[Point localization data]
_ _ _
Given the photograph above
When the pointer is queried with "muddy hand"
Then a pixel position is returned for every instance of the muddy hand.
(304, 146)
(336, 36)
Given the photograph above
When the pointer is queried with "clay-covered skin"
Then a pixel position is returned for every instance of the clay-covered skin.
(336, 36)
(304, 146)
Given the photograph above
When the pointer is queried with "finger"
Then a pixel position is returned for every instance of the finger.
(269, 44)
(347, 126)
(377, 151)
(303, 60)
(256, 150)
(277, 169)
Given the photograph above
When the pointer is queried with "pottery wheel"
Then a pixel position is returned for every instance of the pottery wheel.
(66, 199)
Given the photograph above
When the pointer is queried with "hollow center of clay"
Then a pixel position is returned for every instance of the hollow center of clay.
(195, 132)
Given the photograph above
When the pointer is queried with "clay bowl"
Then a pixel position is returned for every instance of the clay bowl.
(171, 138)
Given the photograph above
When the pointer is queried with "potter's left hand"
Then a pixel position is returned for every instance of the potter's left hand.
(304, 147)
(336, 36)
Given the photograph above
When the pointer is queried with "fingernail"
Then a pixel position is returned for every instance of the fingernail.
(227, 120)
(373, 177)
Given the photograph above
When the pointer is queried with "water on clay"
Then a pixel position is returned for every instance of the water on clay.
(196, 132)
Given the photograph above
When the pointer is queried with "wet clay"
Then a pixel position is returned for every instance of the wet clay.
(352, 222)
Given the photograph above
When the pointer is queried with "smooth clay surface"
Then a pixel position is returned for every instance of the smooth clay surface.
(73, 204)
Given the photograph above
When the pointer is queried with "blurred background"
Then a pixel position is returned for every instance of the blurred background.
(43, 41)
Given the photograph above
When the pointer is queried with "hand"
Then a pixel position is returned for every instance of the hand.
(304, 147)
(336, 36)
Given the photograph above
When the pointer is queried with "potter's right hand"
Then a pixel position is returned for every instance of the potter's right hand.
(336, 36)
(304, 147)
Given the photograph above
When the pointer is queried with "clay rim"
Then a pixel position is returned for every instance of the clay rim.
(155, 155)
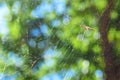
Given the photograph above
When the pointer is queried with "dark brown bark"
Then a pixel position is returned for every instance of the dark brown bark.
(110, 68)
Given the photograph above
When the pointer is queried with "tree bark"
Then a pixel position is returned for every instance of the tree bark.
(110, 68)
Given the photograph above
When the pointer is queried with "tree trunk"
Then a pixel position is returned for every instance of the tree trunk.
(110, 66)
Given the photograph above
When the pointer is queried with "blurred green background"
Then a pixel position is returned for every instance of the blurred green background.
(43, 39)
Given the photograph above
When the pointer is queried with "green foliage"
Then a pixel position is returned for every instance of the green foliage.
(65, 46)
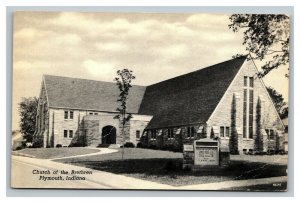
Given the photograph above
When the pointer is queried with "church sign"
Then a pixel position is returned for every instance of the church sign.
(206, 153)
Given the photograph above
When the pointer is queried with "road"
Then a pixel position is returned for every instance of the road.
(27, 173)
(24, 175)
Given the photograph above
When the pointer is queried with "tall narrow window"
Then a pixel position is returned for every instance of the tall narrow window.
(245, 81)
(170, 133)
(251, 114)
(245, 114)
(153, 134)
(248, 107)
(71, 114)
(227, 132)
(221, 131)
(66, 114)
(65, 133)
(137, 134)
(190, 132)
(251, 81)
(70, 133)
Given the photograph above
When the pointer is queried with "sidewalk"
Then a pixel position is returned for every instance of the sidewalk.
(235, 183)
(102, 151)
(105, 180)
(98, 178)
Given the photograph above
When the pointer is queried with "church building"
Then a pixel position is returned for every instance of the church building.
(214, 102)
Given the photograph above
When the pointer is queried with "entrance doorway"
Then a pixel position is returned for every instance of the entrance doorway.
(109, 135)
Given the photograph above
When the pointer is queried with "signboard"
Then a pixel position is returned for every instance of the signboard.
(206, 153)
(188, 148)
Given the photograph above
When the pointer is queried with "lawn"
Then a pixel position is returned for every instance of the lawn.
(165, 167)
(51, 153)
(265, 187)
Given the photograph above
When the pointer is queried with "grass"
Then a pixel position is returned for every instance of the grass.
(51, 153)
(165, 167)
(273, 187)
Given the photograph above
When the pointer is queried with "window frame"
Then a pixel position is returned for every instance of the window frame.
(66, 115)
(71, 134)
(190, 132)
(65, 133)
(222, 131)
(170, 132)
(71, 114)
(138, 134)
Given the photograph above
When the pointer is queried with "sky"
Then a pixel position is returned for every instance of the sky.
(94, 46)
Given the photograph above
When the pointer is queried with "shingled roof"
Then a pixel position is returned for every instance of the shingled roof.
(74, 93)
(190, 98)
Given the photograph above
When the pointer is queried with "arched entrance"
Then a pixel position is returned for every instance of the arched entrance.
(109, 135)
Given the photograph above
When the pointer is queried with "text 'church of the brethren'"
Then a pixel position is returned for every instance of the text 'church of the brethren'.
(206, 103)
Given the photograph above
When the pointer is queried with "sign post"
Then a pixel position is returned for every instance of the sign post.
(206, 153)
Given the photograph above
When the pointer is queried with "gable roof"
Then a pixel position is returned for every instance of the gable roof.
(74, 93)
(190, 98)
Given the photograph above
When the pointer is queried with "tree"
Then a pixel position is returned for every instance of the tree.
(265, 36)
(27, 111)
(233, 140)
(123, 81)
(279, 102)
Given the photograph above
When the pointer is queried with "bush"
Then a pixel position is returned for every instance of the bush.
(37, 144)
(129, 145)
(139, 145)
(260, 153)
(152, 146)
(20, 147)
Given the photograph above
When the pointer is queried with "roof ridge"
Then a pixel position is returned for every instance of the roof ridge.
(45, 75)
(244, 56)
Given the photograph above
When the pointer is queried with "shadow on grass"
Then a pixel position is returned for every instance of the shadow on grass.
(237, 170)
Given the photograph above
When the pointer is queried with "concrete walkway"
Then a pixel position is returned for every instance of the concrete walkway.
(234, 183)
(96, 180)
(105, 180)
(101, 151)
(24, 166)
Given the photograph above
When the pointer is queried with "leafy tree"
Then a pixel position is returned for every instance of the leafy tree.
(123, 81)
(233, 140)
(27, 111)
(279, 102)
(265, 36)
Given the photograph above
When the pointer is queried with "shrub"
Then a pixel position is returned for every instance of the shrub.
(129, 145)
(139, 145)
(171, 166)
(20, 147)
(37, 144)
(152, 146)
_ _ _
_ASSIGNED TASK_.
Repeat each line above exactly as it reads, omitting any pictures.

_RESULT OF THIS TASK_.
Given the photograph above
When the pointer is queried with "muddy hand"
Then a pixel position is returned for every instance of the muddy hand.
(304, 146)
(336, 36)
Given the photograph above
When the pointer is queried with "clay-covered skin"
Then a pixel position is returned for every instance of the clay-covered skin.
(336, 36)
(304, 146)
Given the photograph above
When the pointer is queried with "finger"
Then a pixel position is returned for every instance of the finger.
(269, 44)
(347, 126)
(377, 151)
(303, 60)
(256, 150)
(277, 169)
Given the photograph above
When the pointer is queried with "pottery wheel"
Then a pixel position is returned for every instance of the pottery wheel.
(66, 199)
Given the photograph above
When the pointer is queried with "hollow center of clay"
Then a pixel position is returned for every instance of the hollow center of clay.
(195, 132)
Given the photograph above
When the pointer is queried with "clay bowl"
Then a pixel position is returned for every instance of the clay bowl.
(171, 138)
Given the photograph above
When the pointer is queried with "potter's left hand"
Then a pixel position is returned for every instance of the potter's left hand.
(304, 147)
(336, 36)
Given the photograph above
When the pointer is queried with "fingernail"
Then a pixel position is returned for every instance of the fingernail.
(227, 120)
(373, 177)
Given the photograph above
When the pointer is queried with "water on clay"
Then a pixel position is returned for every instance of the water on clay.
(196, 132)
Given the photograph above
When the pointer is queried with "wet clay"
Then a pixel position is returned for every instance of the wet clay.
(352, 222)
Given the photograph above
When the pointer is queried with "smooth clay surface"
Then a pixel position is returned for every instance of the smooth clay surface.
(73, 204)
Given the photograph above
When the pointer is queried with "blurred background"
Then a pixel position is returned for every instance of the blurred background.
(43, 41)
Given the photograph above
When the pointer is queried with "hand"
Then a pixel position is returned for every instance of the hand.
(304, 147)
(336, 36)
Given the photograph above
When the pointer is queried with "potter's right hand"
Then a pixel position is returned for every instance of the potter's right hand.
(336, 36)
(304, 147)
Given the photograph above
When the pointer is queried with "clay rim"
Then a pixel position is returned for every instance of the clay rim.
(155, 155)
Given the photograph above
When the pointer is queried with "dark brown bark"
Then a pixel position is returned for every instance of the dark brown bark.
(110, 68)
Given the photograph above
When the pointer is queried with "tree bark"
Then a pixel position is returned for every instance of the tree bark.
(110, 68)
Given the photograph above
When the pointer is queried with "tree trunk"
Then a pixel position is returned for every instance of the tree trunk.
(110, 66)
Given the photograph above
When the pointer is queried with "blurred green background"
Then a pixel position is returned for every instance of the blurred green background.
(43, 39)
Given the photograph above
When the pointer is queried with "green foliage"
Then a pixel position is returned for every instance of the green foliage.
(65, 46)
Given the photograph above
When the pointer is queried with "church sign"
Then a pixel position is returned for every instance of the church sign.
(206, 153)
Given the photograph above
When the pointer is queried with "road"
Then a pixel position is returned for every instance of the road.
(27, 173)
(24, 175)
Given the photograph above
When the pointer is queried with "tall narrow window"
Then a pixel position is returned for every instance of the tall narrow window.
(245, 81)
(170, 133)
(251, 114)
(245, 114)
(153, 134)
(248, 107)
(71, 114)
(227, 132)
(221, 131)
(66, 114)
(65, 133)
(137, 134)
(190, 132)
(251, 81)
(70, 133)
Given the photograph above
When the pointer is queried with "sidewalk"
Then a pixel position is returned for every instance of the sidewalk.
(235, 183)
(102, 151)
(105, 180)
(98, 178)
Given the photograph above
When the pointer is queried with "church building"
Then a pixel position is returned for every instance of the church building.
(214, 102)
Given the photograph above
When the pointer is queried with "entrance doorway"
Then a pixel position is returned for every instance of the entrance doorway.
(109, 135)
Given the photograph above
When the pointer is queried with "signboard"
Then a pixel position is returned for every instance of the signboard.
(206, 153)
(188, 148)
Given the photograph above
When the pointer is queried with "lawn"
Then a pixel position is returned for every instance of the lawn.
(165, 167)
(51, 153)
(265, 187)
Given the photograph above
When the pointer is queried with "grass"
Then a pixel position is returned for every instance of the grass.
(51, 153)
(165, 167)
(273, 187)
Given the photograph above
When the pointer is queried with "window frame"
Then a pixel position is returned for every instance of the window frame.
(66, 115)
(71, 134)
(190, 132)
(65, 133)
(222, 131)
(170, 132)
(71, 114)
(138, 134)
Given the photograph above
When the pointer is queried with "sky"
Then a pixel position is returned for every instance of the sky.
(94, 46)
Given the photograph above
When the pointer is queried with "shingled roof"
Then a pixel position is returned for every instance of the shingled roof.
(74, 93)
(190, 98)
Given the photograph above
When the pointer is queried with "arched entrance"
Then a pixel position is returned for every instance of the arched entrance.
(109, 135)
Given the photograph above
When the pointer is queried with "text 'church of the brethren'"
Then a pixel position is returned for every instance of the text 'church of the brethren'.
(206, 103)
Given the photograph above
When the pointer is queried with "sign post"
Then a pixel position is returned for every instance of the sign post.
(206, 153)
Given the photograph above
When the pointer is queried with "gable roof"
Then a pixel position is returned for every instance of the gable roof.
(74, 93)
(190, 98)
Given the photograph above
When the pointer is queried with "tree"
Then a pixel position is returned for every instance of the tree.
(265, 36)
(27, 111)
(233, 140)
(123, 81)
(279, 102)
Given the photograph above
When the pointer is queried with "bush"
Then a pixel position is returned for every instance of the bush.
(37, 144)
(129, 145)
(139, 145)
(260, 153)
(152, 146)
(20, 147)
Given the photograph above
When the pointer is queried with "roof ridge"
Then a pixel position is returned for every instance of the roof ridge.
(45, 75)
(244, 56)
Given the photograph above
When the pointer is queried with "shadow on grass"
Then a pixel position is returned for every instance of the shadow on grass.
(237, 170)
Given the photograph above
When the pointer is queried with "concrete walkway"
Then a pixel position is returned for every instance of the concrete walkway.
(234, 183)
(96, 180)
(105, 180)
(101, 151)
(24, 166)
Given the photograph above
When the pointer is queried with "leafy tree"
Then a pixel position is returned for every instance of the leafy tree.
(123, 81)
(233, 140)
(27, 111)
(279, 102)
(265, 36)
Given the photograph above
When the pointer is queried with "shrub"
Then a pixel position is returned for every instance of the shrub.
(129, 145)
(139, 145)
(171, 166)
(20, 147)
(37, 144)
(152, 146)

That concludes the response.